Exercise requirements
Please reproduce verbatim the lines of the records from the very first line through the line containing "box: [494, 107, 601, 221]", including both.

Data for this task
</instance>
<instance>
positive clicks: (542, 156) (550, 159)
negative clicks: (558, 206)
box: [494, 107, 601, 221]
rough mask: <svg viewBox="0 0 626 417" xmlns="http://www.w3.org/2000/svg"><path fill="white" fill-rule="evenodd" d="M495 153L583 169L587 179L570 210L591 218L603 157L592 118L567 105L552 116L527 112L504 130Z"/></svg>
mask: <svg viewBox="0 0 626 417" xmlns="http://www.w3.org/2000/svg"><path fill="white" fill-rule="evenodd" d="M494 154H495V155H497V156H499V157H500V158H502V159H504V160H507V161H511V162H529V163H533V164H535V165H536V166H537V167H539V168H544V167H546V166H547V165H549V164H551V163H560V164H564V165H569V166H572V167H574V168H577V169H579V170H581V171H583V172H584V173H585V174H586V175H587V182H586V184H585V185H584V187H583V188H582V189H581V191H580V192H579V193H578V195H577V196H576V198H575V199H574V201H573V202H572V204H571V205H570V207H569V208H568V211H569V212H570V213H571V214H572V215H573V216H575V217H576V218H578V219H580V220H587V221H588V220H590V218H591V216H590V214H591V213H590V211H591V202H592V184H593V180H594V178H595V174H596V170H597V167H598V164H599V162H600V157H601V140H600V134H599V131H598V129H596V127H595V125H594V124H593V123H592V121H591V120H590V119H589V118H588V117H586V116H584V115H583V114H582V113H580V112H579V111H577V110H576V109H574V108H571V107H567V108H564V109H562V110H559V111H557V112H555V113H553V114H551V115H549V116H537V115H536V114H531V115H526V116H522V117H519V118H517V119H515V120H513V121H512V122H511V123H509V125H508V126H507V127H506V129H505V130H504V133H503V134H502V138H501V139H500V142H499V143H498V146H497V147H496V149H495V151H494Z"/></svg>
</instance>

Worked solution
</instance>
<instance>
positive clicks: (542, 156) (550, 159)
negative clicks: (558, 206)
box: [494, 107, 601, 221]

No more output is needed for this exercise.